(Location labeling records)
* start *

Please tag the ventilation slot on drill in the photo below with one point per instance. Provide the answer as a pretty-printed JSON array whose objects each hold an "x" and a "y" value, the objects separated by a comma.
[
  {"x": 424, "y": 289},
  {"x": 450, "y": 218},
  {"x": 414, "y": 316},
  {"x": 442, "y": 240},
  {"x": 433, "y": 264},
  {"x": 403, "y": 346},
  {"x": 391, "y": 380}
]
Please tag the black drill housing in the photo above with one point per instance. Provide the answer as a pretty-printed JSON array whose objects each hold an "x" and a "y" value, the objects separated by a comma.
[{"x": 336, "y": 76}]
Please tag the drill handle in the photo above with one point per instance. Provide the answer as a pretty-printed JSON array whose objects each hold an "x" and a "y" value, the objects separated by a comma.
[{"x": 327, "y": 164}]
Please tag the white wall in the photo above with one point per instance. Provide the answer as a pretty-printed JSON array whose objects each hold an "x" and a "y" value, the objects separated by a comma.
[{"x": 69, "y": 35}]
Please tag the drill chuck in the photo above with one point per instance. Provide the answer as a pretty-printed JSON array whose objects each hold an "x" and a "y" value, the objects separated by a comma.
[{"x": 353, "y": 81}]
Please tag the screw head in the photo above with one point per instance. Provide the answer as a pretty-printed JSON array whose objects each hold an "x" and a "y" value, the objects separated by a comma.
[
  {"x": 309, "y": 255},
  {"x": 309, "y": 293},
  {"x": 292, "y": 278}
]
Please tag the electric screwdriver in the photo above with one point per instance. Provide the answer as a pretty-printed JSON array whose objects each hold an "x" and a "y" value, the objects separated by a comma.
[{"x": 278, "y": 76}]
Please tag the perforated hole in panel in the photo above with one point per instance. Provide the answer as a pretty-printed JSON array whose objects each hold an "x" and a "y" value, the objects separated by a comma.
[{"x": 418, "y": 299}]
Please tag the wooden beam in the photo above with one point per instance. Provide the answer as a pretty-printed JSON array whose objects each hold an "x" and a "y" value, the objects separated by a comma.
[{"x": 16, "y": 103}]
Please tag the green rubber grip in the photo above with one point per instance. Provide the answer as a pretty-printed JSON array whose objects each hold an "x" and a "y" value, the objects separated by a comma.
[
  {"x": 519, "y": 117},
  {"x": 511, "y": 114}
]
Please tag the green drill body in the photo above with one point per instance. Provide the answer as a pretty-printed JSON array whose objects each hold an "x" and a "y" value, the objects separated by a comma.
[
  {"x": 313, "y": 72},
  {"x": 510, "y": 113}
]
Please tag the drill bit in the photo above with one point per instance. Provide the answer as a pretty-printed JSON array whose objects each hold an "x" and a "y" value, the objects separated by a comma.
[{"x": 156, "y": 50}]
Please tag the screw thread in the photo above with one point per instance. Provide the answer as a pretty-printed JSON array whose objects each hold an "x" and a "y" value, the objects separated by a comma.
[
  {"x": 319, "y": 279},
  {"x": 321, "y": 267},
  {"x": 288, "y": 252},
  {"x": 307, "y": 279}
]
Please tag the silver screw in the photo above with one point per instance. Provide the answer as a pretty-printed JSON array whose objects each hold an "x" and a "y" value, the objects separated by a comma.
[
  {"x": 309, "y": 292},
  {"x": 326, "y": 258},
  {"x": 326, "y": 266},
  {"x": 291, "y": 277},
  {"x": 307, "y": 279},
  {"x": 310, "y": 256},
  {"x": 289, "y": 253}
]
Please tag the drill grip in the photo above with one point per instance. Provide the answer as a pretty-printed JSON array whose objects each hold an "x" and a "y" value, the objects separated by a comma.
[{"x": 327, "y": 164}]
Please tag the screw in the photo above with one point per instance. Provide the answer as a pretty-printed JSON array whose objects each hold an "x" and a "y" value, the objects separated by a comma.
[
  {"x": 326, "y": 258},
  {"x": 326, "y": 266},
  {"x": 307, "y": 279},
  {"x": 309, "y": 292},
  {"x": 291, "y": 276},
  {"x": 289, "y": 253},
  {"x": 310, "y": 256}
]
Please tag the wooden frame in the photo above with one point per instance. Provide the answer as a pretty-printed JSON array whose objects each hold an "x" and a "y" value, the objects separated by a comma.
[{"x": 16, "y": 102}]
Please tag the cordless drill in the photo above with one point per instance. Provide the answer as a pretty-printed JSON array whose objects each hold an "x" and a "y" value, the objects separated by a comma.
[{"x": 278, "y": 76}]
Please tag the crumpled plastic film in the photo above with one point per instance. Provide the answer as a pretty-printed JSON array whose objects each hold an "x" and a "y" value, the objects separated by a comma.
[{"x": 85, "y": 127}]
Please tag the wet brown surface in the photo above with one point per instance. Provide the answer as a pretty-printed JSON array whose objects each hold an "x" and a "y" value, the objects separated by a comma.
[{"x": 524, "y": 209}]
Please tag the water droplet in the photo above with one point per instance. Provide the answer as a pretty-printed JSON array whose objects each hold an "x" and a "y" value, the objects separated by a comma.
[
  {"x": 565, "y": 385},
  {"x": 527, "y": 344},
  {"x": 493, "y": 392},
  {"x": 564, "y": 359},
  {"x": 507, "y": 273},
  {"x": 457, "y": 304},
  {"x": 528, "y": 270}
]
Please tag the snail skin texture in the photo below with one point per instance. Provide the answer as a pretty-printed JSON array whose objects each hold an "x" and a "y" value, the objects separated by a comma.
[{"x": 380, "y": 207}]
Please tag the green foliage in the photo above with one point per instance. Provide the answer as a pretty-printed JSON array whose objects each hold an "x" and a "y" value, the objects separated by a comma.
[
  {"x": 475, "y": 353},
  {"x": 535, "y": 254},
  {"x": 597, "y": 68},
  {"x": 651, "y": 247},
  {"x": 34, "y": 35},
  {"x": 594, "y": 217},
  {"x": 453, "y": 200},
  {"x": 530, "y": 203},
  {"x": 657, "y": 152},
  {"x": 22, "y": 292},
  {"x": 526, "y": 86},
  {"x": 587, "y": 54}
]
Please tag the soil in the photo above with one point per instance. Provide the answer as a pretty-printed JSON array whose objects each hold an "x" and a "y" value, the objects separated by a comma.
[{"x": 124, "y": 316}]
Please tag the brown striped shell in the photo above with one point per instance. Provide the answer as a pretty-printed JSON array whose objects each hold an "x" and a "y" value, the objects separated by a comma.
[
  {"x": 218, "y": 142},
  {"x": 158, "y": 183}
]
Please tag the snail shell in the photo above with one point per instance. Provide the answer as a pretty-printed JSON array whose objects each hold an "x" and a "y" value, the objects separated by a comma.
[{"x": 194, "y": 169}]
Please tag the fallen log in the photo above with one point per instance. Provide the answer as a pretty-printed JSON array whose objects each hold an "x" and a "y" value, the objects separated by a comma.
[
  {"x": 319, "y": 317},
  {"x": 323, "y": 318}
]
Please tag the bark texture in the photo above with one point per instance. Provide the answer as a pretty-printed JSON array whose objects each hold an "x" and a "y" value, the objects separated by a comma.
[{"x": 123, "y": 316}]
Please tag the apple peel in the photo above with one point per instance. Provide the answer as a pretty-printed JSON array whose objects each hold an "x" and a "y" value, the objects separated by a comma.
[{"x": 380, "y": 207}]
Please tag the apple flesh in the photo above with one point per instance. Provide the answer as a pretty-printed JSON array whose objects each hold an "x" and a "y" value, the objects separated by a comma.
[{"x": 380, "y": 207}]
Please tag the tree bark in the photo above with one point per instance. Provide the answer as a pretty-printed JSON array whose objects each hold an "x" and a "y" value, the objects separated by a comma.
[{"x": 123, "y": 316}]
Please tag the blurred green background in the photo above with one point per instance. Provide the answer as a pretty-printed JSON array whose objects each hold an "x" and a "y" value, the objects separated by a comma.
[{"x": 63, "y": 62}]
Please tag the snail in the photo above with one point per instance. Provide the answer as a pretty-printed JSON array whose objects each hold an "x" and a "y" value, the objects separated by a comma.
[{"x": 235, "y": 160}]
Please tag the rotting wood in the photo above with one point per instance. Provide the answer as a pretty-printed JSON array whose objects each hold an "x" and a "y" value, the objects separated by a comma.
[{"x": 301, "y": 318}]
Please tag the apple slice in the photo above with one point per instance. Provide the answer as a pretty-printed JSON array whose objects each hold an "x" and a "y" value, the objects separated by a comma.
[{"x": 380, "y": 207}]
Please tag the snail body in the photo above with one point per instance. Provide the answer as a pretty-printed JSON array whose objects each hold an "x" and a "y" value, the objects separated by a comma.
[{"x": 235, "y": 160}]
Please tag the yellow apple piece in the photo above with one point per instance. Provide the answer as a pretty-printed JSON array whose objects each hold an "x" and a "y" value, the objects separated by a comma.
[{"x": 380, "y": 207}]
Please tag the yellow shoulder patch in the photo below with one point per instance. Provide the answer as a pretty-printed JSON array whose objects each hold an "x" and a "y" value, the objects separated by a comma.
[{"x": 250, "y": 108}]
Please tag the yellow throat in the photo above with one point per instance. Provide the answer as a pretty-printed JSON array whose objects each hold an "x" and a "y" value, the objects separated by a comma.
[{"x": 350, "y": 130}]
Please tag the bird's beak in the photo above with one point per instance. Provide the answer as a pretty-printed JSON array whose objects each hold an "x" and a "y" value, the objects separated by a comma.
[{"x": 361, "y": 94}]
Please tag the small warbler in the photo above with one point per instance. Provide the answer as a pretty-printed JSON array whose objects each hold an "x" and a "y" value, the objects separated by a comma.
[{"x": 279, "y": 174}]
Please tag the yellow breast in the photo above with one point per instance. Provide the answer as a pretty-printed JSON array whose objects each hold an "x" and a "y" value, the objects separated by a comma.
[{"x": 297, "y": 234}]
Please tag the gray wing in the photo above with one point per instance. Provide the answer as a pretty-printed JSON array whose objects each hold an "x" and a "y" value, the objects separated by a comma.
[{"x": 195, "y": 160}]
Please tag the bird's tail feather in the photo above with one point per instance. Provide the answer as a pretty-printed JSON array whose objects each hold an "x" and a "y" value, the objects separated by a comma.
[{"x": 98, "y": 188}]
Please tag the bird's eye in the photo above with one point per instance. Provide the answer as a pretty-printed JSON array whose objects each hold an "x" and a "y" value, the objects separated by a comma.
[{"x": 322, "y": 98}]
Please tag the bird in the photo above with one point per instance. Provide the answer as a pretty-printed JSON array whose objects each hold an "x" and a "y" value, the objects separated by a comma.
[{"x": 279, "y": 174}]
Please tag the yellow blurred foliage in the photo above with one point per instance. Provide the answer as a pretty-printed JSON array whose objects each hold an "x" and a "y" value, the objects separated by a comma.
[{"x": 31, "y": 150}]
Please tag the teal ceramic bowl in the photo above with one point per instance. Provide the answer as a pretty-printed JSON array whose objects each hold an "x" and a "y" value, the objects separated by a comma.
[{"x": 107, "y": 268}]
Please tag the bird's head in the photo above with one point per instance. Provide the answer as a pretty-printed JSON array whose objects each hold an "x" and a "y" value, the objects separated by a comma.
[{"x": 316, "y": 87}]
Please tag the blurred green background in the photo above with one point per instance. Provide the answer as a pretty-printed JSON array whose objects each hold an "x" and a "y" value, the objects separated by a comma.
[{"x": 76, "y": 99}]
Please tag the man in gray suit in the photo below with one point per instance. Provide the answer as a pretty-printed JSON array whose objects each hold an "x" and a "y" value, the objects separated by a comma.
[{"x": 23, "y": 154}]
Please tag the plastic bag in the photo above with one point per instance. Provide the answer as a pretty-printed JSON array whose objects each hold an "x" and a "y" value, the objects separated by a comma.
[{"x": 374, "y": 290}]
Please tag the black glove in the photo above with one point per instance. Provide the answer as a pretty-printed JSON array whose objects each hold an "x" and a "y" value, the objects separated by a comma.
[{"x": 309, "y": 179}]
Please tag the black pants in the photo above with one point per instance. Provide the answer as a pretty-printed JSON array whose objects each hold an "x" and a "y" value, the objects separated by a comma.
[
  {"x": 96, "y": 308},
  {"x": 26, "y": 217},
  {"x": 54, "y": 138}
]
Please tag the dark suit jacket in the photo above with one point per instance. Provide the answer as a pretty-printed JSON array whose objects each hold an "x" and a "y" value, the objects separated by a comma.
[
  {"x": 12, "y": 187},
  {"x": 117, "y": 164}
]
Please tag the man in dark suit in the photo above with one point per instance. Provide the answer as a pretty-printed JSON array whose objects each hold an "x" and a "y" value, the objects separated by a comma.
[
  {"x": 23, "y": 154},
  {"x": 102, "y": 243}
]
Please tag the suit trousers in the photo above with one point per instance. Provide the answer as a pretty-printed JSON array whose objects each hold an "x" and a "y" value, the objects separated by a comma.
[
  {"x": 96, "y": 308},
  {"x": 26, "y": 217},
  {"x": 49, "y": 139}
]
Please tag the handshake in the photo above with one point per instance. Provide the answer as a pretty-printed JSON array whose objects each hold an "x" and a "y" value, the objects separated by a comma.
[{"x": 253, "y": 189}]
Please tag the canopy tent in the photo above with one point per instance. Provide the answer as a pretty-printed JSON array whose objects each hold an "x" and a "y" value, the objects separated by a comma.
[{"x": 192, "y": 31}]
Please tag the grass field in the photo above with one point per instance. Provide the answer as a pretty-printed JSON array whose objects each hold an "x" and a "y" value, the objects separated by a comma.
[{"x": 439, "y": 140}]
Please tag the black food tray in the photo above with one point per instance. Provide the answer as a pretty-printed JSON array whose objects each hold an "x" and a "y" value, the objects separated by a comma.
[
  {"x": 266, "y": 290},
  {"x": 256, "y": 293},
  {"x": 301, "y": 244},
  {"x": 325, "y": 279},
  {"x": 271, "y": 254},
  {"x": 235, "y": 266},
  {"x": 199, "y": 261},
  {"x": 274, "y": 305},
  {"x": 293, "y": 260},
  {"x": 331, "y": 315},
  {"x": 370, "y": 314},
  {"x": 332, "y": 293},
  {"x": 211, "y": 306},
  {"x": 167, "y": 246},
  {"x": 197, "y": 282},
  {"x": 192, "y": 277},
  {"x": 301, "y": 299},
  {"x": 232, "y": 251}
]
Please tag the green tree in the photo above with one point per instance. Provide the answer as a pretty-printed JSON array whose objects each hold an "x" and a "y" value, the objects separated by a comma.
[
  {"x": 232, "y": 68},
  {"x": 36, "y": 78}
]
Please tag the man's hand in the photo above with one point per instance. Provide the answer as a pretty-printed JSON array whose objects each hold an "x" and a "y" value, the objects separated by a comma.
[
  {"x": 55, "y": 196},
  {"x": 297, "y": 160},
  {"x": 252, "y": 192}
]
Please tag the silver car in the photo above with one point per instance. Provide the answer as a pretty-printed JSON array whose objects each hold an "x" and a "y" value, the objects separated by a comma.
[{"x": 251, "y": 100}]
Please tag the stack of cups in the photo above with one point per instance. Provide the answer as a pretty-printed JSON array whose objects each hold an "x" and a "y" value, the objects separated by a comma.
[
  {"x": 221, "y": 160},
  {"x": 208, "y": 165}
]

* end *

Reproduce every line of the material, beginning at the line that contains "Please tag the black food" and continuing through its end. Shift each x and y coordinate by -107 and leave all other text unchanged.

Please tag the black food tray in the photo above with one point per instance. Provide the answer as a pretty-printed JSON array whose objects each hold an "x" and a "y" value, the objects separated by a comma.
[
  {"x": 159, "y": 183},
  {"x": 149, "y": 186},
  {"x": 194, "y": 137},
  {"x": 218, "y": 172},
  {"x": 164, "y": 147},
  {"x": 128, "y": 159},
  {"x": 92, "y": 154},
  {"x": 167, "y": 198},
  {"x": 186, "y": 153},
  {"x": 224, "y": 208},
  {"x": 263, "y": 207},
  {"x": 225, "y": 186},
  {"x": 104, "y": 199},
  {"x": 60, "y": 139},
  {"x": 90, "y": 175},
  {"x": 85, "y": 170},
  {"x": 194, "y": 192},
  {"x": 125, "y": 144}
]
Please tag the green tree in the photo above with one point per instance. Provide the answer as a pretty-printed JSON array whose objects each hold an "x" and a "y" value, the objects separated by a comma.
[
  {"x": 125, "y": -39},
  {"x": -71, "y": -29}
]
Please tag the man's hand in the photo above with one point per instance. Provide the answer as a pretty-printed JSON array whose objects each hold an "x" and a "y" value, the objects separated by a comma.
[
  {"x": -52, "y": 89},
  {"x": 190, "y": 53},
  {"x": 145, "y": 85}
]
Please tag the silver car in the photo above with one point per instance. Provide the answer as a pretty-printed JSON array whose objects each hold an "x" and a "y" value, the objects separated by a comma.
[{"x": 144, "y": -7}]
Please tag the stack of cups in the photo above with one point per instance. Provide the answer as a pretty-printed JSON array whose objects each hold an "x" and a "y" value, the objects separated by a comma.
[
  {"x": 114, "y": 53},
  {"x": 101, "y": 58}
]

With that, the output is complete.